### Verilen Görev 1:
Bayram yazısına göre aşağıdaki soruları cevaplayınız.
(a) Basın bayramı hangi tarihte kutlanmaktadır?
(b) Yazıda adı geçen Vali kimdir?
(c) ZGC bayramlaşması ne kadar sürmektedir?
### Verilen Görev 2:
Bayram yazısının bir bölümünü aynen tekrarlayınız: "Ayrıca yemek  programı" sözlerinin geçtiği yerden başlayıp "Kurban bayramımızı kutladık." sözlerinden sonra durunuz.

### Sağlanan Metin:
:::

Bir bayram daha sona erdi.

Önce mübarek kurban bayramı.

Sonra ise 24 temmuz basın bayramı.

Sansürün kaldırılışının 113. Yılı.

Hepsi tatile denk geldi.

Bayrama  geldi.

Çifte bayram oldu.

Güzel oldu.

Kısaca kurban bayramı.

Zonguldak bayrama klasik olarak önce protokol bayramlaşması ile başladı.

Çok da güzel oldu.

Sayın Valimiz tam beş vekil ile birlikte.

Belediye başkanı da dahil.

Rektör hocamız.

İl  protokolü.

STK.

Odalar.

Herkes vardı.

Kalabalıktı.

Yarım saat sürdü.

Ama sıcak ve samimi idi.

Hele ki beş vekilin bir arada olması.

Bunu da bizzat Sayın Valimiz Mustafa Tutulmaz, sağlıyor.

Bunu da kimse unutmasın.

Zonguldak bugün için birlik ve beraberlik var.

Bu da güç birliği sağlıyor.

Şehirde ki güçlü birliktelik.

Sayın Valimiz sayesinde sağlandı.

Başarıldı.

Verdiği pozitif enerji il geneline çok olumlu yansıdı.

Devamla.

Kurban bayramının birinci günü kurbanlıklar kesildi.

Şehir yoğundu.

Hava çok sıcaktı.

Halk denizlere koşmuştu.

Bizlerde çalıştık.

Hem Anne ve baba ziyareti.

Akraba ziyareti.

Dost ziyaretleri yapıldı.

Yaptık.

İkinci günü meslektaşlarımıza ayırdık.

Geleneksel  ZGC bayramlaşmamızı yaptık.

Gün boyu sürdü.

İl geneli bir gazeteciler  yer aldı.

Gazeteler.

Radyo.

Televizyon.

Kurumsal haber sitelerinde çalışan meslektaşlarımız  yer aldı.

ZGC yönetim, denetim, onur ve genel kurul üyeleri de katıldı.

Kalabalıktık.

ZGC bayramlaşması tam yarım gün sürüyor.

Kendi  üyesine bu kadar vakit ayıran başka STK da yok.

Bir çok ikramımız oldu.

Görevlimiz yarım gün hizmet sundu.

Sağolsun.

Ayrıca yemek  programı yaptık.

Çeşitli seçenekli yemekler yendi.

Sohbetler edildi.

Yazı başlığımızda çifte bayram kutladık demiştik.

Kurban bayramımızı kutladık.

:::

### Veri Bölümü:

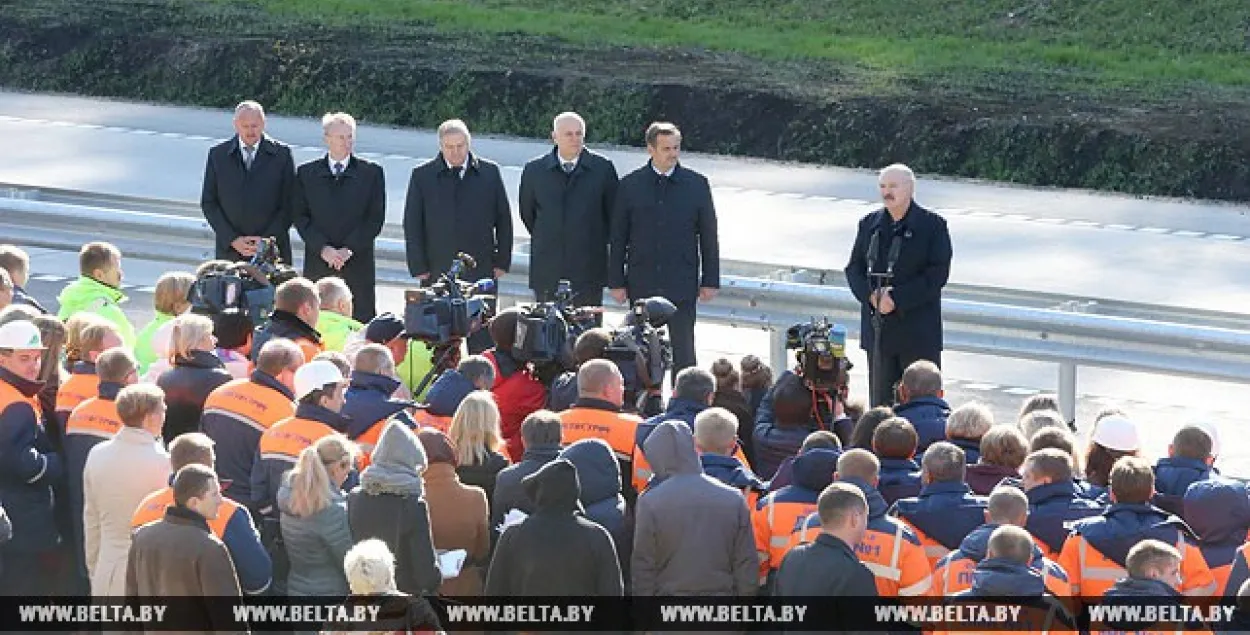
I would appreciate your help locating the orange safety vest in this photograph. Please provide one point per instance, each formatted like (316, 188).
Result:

:::

### Görevin Cevabı 1:
(a) 24 Temmuz'da.
(b) Mustafa Tutulmaz.
(c) Yarım gün.

### Görevin Cevabı 2:
Ayrıca yemek  programı yaptık.

Çeşitli seçenekli yemekler yendi.

Sohbetler edildi.

Yazı başlığımızda çifte bayram kutladık demiştik.

Kurban bayramımızı kutladık.